> **GOAL OF THE EXERCISE**
Print the whole listing exactly.

> **DATASET RECORDS**
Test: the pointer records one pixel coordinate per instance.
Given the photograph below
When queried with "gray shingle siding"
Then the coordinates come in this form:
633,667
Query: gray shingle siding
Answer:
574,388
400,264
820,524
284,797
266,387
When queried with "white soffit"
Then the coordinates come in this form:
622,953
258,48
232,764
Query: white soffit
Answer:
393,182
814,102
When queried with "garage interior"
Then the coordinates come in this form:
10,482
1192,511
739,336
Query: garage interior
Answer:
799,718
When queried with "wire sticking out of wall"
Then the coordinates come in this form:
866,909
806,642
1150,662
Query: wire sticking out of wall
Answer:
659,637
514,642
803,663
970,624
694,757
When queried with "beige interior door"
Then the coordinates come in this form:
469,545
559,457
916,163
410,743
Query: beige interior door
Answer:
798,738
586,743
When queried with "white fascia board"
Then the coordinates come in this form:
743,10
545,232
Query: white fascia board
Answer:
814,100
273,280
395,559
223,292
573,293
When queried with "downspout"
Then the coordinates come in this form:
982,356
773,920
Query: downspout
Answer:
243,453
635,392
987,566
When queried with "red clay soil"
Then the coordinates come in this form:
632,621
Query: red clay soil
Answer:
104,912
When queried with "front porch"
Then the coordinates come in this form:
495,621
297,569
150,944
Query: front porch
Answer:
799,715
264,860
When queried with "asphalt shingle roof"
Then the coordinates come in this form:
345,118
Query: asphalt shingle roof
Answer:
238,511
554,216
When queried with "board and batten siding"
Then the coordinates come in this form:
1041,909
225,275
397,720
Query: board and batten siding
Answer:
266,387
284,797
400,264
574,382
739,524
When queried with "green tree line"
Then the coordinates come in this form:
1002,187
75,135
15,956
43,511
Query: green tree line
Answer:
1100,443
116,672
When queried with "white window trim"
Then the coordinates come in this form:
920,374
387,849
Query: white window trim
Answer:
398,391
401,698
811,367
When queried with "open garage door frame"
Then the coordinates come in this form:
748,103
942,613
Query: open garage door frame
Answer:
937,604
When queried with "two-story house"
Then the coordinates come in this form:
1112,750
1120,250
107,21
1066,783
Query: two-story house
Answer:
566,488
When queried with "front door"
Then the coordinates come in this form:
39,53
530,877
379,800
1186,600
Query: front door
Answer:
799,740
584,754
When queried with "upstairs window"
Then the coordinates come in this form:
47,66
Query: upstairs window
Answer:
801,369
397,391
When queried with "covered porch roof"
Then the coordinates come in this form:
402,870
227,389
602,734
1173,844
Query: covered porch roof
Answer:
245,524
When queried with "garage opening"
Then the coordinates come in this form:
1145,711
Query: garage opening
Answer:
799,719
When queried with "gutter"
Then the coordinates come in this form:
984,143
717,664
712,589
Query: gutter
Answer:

> **SOLUTION TO THIS TASK**
Test: the pointer records one pixel coordinate per instance.
Given the photograph below
When queried with "gray shingle siding"
Then the coordinates come in this form:
633,667
Query: gray shingle siding
Answer:
574,388
400,264
820,524
284,797
266,387
When queried with "white soffit"
Then the coordinates come in this form:
622,953
258,48
232,764
Query: white soffit
Answer:
393,182
814,102
When queried with "garage interior"
Then the coordinates come in this form:
10,482
1192,511
739,336
Query: garage interior
Answer:
799,718
When queried with "wire sticking out of wall"
Then the coordinates come in this form:
866,909
806,642
1150,662
Query: wire sticking out of wall
Answer:
659,637
514,642
803,663
970,624
694,757
When queried with "beige interior door"
Then the coordinates come in this form:
469,545
559,457
916,163
410,743
Query: beige interior door
Answer:
798,738
586,743
When queried with "white fascia board"
Then the coordinates come in this form:
743,10
545,232
Query: white fascia board
Answer:
814,100
273,280
395,559
223,292
573,293
When queried with "downspout"
Then the coordinates come in this form:
982,356
773,920
Query: downspout
Answer:
243,453
635,392
987,566
When queried with "red clay soil"
Then the coordinates come in this form:
632,621
Query: red clay soil
Answer:
104,912
When queried with "front porch"
Then the coordinates come in this form:
495,621
297,569
150,944
Query: front porch
Answer:
799,715
264,860
When queried with "asphalt shingle roof"
Then the coordinates come in this form:
345,118
Query: asphalt shingle roof
Answer:
238,511
554,216
When queried with "board and batten siding"
Then the coordinates come in this form:
1041,909
225,275
397,720
Query: board and batten siding
Answer:
266,387
284,797
400,264
574,382
739,524
When queried with "green tree line"
Then the coordinates come in this form:
1002,187
75,135
15,956
43,511
Query: green tree line
Answer:
1100,443
116,672
When queried with "white window trim"
Then the coordinates come in this form:
920,374
387,849
Query: white window trim
Answer:
398,391
401,698
811,367
When queried with "open garage door frame"
Then the coordinates come in this form:
748,103
942,613
Query: open garage door frame
Answer:
937,604
When queried with "two-story house"
Then the coordinates come in this form:
1112,750
1120,250
107,21
1066,783
Query: two-story house
Answer:
566,488
When queried with "front door"
Then the coordinates come in this form:
39,53
530,877
379,800
1186,600
Query: front door
Answer:
799,740
584,754
When queried with "upstairs window"
Then the coordinates come in this form:
47,66
Query: upstairs window
Answer:
801,369
397,391
When queried with "covered porch roof"
Then the coordinates come in this form:
402,870
227,389
602,734
1173,844
Query: covered porch roof
Answer:
245,524
When queried with "garage opening"
Then the coordinates come in this form:
1145,711
Query: garage opening
Answer:
799,719
When queried with "gutter"
Then the coordinates come in this form:
984,143
717,664
712,589
Query: gutter
Answer:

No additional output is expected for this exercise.